(Aim of the exercise)
Where a line holds the word "vegetation", copy that line from the data below.

= Beginning of Section =

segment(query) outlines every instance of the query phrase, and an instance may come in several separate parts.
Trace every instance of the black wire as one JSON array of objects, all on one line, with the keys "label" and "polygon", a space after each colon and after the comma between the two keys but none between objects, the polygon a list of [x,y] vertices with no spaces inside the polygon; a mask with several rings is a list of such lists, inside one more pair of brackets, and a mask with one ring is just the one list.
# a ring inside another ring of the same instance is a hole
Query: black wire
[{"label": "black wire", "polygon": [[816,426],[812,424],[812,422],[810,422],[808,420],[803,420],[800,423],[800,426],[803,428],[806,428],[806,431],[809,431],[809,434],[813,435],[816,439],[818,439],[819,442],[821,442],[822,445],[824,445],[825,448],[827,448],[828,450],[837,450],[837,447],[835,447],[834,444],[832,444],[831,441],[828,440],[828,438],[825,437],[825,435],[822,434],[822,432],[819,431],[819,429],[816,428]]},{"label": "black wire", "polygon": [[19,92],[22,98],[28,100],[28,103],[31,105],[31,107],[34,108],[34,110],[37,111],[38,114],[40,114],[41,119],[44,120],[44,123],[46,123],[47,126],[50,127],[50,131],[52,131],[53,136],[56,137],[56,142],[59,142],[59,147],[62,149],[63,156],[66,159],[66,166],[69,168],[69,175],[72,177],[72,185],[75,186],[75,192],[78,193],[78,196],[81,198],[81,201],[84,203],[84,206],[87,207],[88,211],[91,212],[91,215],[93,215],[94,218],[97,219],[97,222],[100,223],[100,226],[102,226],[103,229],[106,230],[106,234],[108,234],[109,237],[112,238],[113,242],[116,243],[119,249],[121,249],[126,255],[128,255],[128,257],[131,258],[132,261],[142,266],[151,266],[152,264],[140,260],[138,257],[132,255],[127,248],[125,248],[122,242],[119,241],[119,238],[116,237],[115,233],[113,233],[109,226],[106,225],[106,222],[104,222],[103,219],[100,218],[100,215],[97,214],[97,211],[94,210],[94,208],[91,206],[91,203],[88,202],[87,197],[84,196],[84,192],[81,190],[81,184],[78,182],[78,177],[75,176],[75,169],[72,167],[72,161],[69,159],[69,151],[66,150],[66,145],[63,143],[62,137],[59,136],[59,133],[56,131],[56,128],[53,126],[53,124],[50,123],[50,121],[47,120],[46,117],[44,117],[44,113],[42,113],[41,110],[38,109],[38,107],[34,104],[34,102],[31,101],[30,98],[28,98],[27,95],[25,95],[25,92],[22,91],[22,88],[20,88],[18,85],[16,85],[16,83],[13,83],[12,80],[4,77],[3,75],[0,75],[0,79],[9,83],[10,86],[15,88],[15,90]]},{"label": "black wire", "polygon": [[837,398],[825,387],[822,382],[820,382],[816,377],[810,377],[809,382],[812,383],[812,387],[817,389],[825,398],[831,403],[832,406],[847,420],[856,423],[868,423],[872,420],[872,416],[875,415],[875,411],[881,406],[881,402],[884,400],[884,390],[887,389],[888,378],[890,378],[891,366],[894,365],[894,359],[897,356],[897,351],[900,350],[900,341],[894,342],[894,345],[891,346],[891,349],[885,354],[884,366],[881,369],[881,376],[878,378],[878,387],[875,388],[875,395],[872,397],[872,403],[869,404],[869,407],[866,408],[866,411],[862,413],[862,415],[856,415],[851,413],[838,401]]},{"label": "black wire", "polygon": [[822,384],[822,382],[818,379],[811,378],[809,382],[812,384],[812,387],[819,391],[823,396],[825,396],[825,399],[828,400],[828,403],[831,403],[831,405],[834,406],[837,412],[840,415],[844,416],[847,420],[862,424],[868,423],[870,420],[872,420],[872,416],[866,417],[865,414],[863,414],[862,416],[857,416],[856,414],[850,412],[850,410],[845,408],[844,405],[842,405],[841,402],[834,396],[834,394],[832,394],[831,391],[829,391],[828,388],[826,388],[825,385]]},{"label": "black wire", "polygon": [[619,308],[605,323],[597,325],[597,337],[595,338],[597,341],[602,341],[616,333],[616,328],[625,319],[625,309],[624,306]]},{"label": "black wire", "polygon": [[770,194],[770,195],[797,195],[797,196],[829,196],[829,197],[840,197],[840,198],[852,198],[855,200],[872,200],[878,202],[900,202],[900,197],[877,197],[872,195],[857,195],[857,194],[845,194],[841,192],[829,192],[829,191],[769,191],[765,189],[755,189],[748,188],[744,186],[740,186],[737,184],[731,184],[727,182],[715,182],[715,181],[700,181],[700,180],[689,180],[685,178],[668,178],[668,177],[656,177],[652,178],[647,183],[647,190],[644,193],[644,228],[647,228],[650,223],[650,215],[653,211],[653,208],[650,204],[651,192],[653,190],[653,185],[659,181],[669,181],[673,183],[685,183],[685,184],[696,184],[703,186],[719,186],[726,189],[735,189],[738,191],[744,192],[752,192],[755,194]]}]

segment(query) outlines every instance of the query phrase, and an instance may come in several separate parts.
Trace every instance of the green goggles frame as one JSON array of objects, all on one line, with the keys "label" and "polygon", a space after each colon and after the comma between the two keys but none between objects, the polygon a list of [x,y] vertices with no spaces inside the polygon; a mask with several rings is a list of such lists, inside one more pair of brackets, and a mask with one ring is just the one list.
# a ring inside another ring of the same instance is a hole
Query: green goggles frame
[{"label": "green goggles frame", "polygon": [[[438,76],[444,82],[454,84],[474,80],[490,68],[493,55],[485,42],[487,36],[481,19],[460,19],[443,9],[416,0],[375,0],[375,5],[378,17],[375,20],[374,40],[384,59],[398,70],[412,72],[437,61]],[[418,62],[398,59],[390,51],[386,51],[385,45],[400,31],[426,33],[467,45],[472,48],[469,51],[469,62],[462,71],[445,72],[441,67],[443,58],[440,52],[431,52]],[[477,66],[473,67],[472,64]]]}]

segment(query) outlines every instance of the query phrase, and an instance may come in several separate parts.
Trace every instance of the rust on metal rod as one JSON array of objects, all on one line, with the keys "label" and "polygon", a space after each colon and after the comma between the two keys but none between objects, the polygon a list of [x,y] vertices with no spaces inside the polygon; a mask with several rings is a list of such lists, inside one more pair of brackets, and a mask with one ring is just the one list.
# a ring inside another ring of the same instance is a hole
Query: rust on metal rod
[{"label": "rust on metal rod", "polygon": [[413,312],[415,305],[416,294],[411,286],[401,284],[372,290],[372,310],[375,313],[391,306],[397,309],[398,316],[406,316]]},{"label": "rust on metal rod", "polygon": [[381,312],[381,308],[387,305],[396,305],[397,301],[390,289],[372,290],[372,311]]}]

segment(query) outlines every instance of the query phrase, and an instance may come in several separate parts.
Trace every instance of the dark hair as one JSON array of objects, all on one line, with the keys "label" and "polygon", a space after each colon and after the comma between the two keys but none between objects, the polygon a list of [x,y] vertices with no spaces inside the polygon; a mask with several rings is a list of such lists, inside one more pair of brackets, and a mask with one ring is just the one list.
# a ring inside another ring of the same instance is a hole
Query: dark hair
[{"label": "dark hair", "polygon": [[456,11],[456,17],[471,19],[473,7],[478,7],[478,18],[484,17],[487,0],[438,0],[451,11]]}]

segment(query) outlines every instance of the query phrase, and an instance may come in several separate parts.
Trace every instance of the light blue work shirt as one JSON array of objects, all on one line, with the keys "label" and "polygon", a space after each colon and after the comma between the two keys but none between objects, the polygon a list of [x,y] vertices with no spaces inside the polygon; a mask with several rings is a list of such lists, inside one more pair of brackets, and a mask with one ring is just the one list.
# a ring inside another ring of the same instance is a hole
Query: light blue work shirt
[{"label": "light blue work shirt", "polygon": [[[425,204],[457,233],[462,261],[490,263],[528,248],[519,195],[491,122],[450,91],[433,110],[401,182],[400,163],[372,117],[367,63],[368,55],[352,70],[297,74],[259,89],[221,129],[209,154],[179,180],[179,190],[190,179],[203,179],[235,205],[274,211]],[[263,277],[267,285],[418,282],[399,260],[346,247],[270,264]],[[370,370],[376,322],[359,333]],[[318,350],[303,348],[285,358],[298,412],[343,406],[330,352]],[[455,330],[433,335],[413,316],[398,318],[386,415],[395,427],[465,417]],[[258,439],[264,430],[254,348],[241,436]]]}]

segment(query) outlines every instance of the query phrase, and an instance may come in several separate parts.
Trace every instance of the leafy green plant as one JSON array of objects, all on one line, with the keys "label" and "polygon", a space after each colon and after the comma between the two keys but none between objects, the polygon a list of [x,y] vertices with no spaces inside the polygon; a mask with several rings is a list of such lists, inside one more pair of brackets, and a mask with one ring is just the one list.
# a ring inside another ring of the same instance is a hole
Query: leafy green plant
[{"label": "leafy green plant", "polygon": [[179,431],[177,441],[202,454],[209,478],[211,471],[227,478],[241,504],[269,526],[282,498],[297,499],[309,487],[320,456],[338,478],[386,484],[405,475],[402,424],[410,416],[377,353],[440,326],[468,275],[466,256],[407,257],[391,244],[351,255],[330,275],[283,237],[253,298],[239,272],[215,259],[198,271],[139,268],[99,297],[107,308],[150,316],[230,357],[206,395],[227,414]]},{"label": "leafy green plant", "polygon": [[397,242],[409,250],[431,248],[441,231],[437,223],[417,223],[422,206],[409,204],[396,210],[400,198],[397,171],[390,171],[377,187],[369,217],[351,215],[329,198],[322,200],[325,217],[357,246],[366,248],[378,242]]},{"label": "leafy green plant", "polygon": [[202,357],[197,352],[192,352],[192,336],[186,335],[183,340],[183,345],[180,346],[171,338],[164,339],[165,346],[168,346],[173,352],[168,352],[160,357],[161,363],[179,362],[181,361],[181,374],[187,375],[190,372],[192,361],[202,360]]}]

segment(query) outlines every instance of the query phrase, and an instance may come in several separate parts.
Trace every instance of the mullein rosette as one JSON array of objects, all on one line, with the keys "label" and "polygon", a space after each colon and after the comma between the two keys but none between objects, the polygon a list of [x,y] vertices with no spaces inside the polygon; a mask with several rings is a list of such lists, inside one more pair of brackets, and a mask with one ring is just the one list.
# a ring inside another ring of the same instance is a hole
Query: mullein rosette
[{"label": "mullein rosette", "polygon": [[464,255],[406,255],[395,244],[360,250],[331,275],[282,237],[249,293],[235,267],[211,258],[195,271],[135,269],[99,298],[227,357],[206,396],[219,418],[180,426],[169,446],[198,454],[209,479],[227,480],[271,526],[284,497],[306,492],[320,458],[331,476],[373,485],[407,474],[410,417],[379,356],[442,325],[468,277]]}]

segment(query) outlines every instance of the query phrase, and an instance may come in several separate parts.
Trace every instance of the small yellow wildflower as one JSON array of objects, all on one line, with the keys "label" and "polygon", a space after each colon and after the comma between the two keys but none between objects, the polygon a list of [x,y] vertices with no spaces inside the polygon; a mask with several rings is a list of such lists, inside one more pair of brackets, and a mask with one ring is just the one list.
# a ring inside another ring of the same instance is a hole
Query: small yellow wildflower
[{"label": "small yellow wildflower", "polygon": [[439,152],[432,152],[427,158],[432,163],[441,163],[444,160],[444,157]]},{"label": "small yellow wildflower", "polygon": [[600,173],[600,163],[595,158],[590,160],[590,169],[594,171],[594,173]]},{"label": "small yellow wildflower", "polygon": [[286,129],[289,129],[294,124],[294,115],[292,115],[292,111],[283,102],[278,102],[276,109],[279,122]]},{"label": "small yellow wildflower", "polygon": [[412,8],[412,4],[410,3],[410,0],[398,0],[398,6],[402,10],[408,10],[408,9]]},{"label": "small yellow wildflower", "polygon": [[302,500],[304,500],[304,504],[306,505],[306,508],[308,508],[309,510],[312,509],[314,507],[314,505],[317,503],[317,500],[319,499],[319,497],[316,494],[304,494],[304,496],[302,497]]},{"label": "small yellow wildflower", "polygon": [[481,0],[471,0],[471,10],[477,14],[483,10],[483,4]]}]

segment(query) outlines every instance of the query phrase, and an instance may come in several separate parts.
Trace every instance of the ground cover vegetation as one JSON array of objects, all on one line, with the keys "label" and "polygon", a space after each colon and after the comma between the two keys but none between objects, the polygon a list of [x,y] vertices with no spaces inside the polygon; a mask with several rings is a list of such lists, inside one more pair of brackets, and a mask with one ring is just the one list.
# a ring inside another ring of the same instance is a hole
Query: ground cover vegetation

= End of Section =

(Task output)
Trace every instance of the ground cover vegetation as one JSON array of objects, all on one line, with the keys "label" and "polygon", a space after each colon and after the comma between the two keys but none between objects, the polygon a list of [x,y] vertices with no spaces inside the polygon; a mask with several rings is a list of such lists, inside one more pair of brackets, and a mask with one ring is just the one list.
Query: ground cover vegetation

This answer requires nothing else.